= Kısa görev A =
Aşağıdaki konuşma metnini hiçbir değişiklik yapmadan baştan sona yeniden yazar mısınız?

= Konuşma metni =

Hazır kulağınız bendeyken, siz öğrenciler ve mezunlara küçük bir ipucu vererek başlayacağım: Tek bir derse katılmadan, tek bir ödev bile yapmadan, hatta sınava bile girmeden bu büyük üniversiteden diploma almak, aynı sonucu çalışıp didinerek elde etmekten çok daha kolay. Ben bunun canlı kanıtıyım.

 

Galler’de, Nazi Almanyası’ndaki katliamdan kaçmış bir anne babanın oğlu olarak büyüdüğüm dönemde, bir gün —Üniversitenizin yönetiminin nazik daveti sayesinde— dünyanın en güzel şehirlerinden birinde, Türkiye’nin en yetenekli ve kabiliyetli gençlerinin karşısına geçip her birinizi bekleyen yolculuk hakkında bazı düşüncelerimi paylaşacağımı asla hayal edemezdim. 

 

Benden bilgece sözler beklemeyin. Yaşlandıkça, ne kadar az şey bildiğimi daha iyi anlıyorum. Ayrıca, benim gibi insanların liderlik yapmasını da beklemeyin. Bizler geçmişimizin ve kökenlerimizin esareti altındayız. Yeni fikirler bizden değil, sizlerden çıkacak.

= Sağlanan bilgiler =
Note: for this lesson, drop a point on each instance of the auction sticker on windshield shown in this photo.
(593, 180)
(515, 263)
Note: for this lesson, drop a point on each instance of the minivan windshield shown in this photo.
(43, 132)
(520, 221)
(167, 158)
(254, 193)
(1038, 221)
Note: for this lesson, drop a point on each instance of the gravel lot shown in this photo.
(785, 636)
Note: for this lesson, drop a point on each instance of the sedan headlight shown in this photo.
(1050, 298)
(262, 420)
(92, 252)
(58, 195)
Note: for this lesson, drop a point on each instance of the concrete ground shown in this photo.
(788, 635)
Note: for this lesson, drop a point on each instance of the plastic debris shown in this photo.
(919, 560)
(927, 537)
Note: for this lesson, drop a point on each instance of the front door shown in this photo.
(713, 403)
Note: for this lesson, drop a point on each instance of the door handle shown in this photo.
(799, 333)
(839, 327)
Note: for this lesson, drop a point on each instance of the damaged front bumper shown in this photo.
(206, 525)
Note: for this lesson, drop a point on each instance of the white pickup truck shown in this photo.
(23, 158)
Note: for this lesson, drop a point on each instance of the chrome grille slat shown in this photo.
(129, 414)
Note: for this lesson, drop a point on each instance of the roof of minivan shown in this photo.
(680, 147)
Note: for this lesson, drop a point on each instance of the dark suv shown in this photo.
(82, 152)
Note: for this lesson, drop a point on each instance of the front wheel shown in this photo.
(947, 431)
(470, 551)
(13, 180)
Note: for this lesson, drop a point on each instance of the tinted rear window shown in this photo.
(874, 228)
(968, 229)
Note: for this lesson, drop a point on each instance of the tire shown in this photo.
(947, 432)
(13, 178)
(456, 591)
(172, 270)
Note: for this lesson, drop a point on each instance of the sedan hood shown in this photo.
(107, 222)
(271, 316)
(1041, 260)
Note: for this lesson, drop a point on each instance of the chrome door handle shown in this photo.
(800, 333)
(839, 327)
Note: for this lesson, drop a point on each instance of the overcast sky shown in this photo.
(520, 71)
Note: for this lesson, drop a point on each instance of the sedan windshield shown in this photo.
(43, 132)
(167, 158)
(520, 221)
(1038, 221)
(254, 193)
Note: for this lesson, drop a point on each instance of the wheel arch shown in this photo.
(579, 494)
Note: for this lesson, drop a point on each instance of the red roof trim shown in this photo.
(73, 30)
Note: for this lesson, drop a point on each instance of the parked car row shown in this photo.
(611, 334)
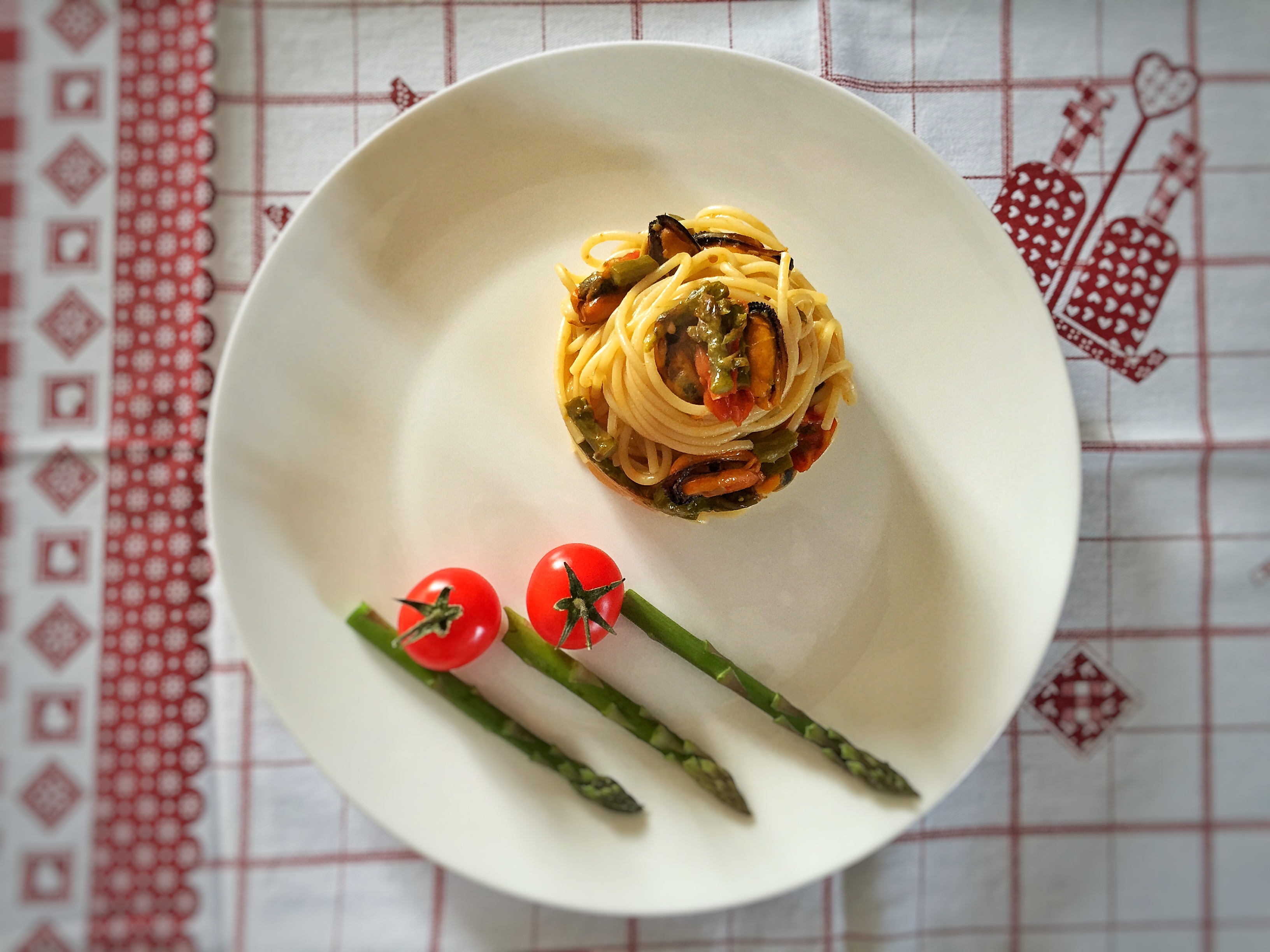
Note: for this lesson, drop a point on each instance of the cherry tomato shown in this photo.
(449, 619)
(574, 596)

= Kısa görev B =
Yukarıdaki listede "bumper shown in this photo." ifadesini içeren satırdan listenin sonuna kadar olan satırları, iki uç da dahil, aynen yineler misiniz? Resimleri yanıta koymayın.

= Tam çıktı A =
Hazır kulağınız bendeyken, siz öğrenciler ve mezunlara küçük bir ipucu vererek başlayacağım: Tek bir derse katılmadan, tek bir ödev bile yapmadan, hatta sınava bile girmeden bu büyük üniversiteden diploma almak, aynı sonucu çalışıp didinerek elde etmekten çok daha kolay. Ben bunun canlı kanıtıyım.

 

Galler’de, Nazi Almanyası’ndaki katliamdan kaçmış bir anne babanın oğlu olarak büyüdüğüm dönemde, bir gün —Üniversitenizin yönetiminin nazik daveti sayesinde— dünyanın en güzel şehirlerinden birinde, Türkiye’nin en yetenekli ve kabiliyetli gençlerinin karşısına geçip her birinizi bekleyen yolculuk hakkında bazı düşüncelerimi paylaşacağımı asla hayal edemezdim. 

 

Benden bilgece sözler beklemeyin. Yaşlandıkça, ne kadar az şey bildiğimi daha iyi anlıyorum. Ayrıca, benim gibi insanların liderlik yapmasını da beklemeyin. Bizler geçmişimizin ve kökenlerimizin esareti altındayız. Yeni fikirler bizden değil, sizlerden çıkacak.

= Tam çıktı B =
Note: for this lesson, drop a point on each instance of the damaged front bumper shown in this photo.
(206, 525)
Note: for this lesson, drop a point on each instance of the white pickup truck shown in this photo.
(23, 158)
Note: for this lesson, drop a point on each instance of the chrome grille slat shown in this photo.
(129, 414)
Note: for this lesson, drop a point on each instance of the roof of minivan shown in this photo.
(680, 147)
Note: for this lesson, drop a point on each instance of the dark suv shown in this photo.
(82, 152)
Note: for this lesson, drop a point on each instance of the front wheel shown in this photo.
(947, 431)
(470, 551)
(13, 180)
Note: for this lesson, drop a point on each instance of the tinted rear window shown in this photo.
(874, 228)
(968, 229)
Note: for this lesson, drop a point on each instance of the tire shown in this photo.
(947, 432)
(13, 178)
(456, 591)
(172, 270)
Note: for this lesson, drop a point on each instance of the sedan hood shown in this photo.
(107, 222)
(271, 316)
(1041, 260)
Note: for this lesson, drop a point on each instance of the chrome door handle shown in this photo.
(800, 333)
(839, 327)
Note: for this lesson, drop a point on each instance of the overcast sky shown in this photo.
(520, 71)
Note: for this lesson, drop a point on each instance of the sedan windshield shown in this photo.
(43, 132)
(167, 158)
(520, 221)
(1038, 221)
(254, 193)
Note: for this lesson, drop a point on each instance of the wheel arch shown in this photo.
(579, 494)
Note: for this lesson, drop a point on each instance of the red roof trim shown in this photo.
(73, 30)
Note: for this lesson, drop a point on each instance of the parked car row shown in this photo.
(611, 334)
Note: for this lesson, drop a point on each instance of the cherry tomato shown in this photo.
(449, 619)
(574, 596)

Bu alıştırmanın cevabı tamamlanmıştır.